:: Source ::
========

New Delhi:
Senior Bharatiya Janata Party (BJP) leader L.K. Advani Saturday
said a majority of people in Jammu and Kashmir do not nurture any
anti-India sentiments.
Writing in his blog, Advani said surveys conducted by even
pro-Pakistan persons have found that most people in the state do
not support merger with Pakistan.
"Not many outside the state are aware of the state's diverse
demography," Advani said in his lengthy blog on Kashmir.
"Muslims among whom separatist sentiments and separatist violence
are generally confined, constitute a minority in the state.
Hindus, Sikhs, Buddhists and non-Kashmiri Muslims like Gujars,
Bakarwals and Kargil Shias are nearly 60 percent of the state's
population. They do not nurture any anti-India sentiments," he
said.
"A few years back, an opinion poll conducted under the patronage
of Lord Avebury, a known British protagonist of Pakistan, found
that only 6 percent Kashmiris wanted to join Pakistan, 61 percent
wanted to remain in India and 33 percent were undecided," Advani
said.
"In May 2010, King's College London university, at the instance of
the son of Colonel Muammar Gaddafi of Libya, carried out another
similar survey in Kashmir. This survey found that only 2 percent
of the people of Kashmir wanted to join Pakistan," Advani added.

========

[Collected data]
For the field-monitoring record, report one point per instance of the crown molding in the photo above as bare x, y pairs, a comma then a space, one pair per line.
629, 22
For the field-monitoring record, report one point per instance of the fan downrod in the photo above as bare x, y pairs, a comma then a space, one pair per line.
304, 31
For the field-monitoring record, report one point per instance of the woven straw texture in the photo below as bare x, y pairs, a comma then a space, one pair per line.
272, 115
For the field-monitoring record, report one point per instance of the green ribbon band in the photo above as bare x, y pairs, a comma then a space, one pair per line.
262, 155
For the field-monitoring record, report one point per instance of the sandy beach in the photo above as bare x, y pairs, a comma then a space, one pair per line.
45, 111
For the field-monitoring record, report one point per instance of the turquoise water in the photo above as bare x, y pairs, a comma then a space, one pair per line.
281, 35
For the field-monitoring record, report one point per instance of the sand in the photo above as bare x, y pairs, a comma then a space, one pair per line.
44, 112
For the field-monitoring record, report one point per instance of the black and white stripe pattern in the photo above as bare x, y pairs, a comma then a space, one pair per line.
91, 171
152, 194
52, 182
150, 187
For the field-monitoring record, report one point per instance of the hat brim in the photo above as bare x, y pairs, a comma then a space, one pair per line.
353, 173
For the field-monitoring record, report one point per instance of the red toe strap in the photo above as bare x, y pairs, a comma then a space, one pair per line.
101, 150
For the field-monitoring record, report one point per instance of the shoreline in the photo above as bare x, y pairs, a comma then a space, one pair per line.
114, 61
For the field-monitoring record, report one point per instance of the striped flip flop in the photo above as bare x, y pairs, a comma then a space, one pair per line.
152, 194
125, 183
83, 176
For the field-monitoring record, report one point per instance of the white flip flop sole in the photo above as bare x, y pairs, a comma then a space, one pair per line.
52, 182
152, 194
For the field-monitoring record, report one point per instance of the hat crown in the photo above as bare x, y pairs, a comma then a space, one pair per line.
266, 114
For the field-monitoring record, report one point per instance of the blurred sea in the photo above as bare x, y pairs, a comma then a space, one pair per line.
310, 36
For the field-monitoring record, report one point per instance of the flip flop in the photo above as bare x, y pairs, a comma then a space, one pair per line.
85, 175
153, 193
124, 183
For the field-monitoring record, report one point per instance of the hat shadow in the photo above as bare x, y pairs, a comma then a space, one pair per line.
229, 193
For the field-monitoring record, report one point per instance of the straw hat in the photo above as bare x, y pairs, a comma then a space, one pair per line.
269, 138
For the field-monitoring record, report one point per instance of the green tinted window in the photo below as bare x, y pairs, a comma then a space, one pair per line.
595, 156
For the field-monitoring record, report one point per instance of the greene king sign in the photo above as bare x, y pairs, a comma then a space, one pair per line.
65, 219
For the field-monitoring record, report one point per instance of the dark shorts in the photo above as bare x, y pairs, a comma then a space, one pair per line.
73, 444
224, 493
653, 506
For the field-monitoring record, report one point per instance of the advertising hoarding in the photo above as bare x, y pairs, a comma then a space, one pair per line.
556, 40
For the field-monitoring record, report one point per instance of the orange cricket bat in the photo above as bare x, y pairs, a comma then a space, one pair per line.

========

:: Work instructions ::
(1) In one to three sentences, explain why, according to the news report, Advani holds that a majority of people in Jammu and Kashmir do not nurture anti-India sentiments.
(2) Locate each line of the records containing the word "below" and copy those lines.
The news report and the records have no connection to each other.

:: Complete answers ::
(1) Advani points out that Muslims, among whom separatist sentiments and violence are generally confined, are a minority in the state. Hindus, Sikhs, Buddhists and non-Kashmiri Muslims such as Gujars, Bakarwals and Kargil Shias make up nearly 60 percent of the population and do not nurture such sentiments. He also cites surveys, including one under the patronage of Lord Avebury and one by King's College London, that found only small shares of Kashmiris wanted to join Pakistan.

(2)
For the field-monitoring record, report one point per instance of the woven straw texture in the photo below as bare x, y pairs, a comma then a space, one pair per line.
For the field-monitoring record, report one point per instance of the green tinted window in the photo below as bare x, y pairs, a comma then a space, one pair per line.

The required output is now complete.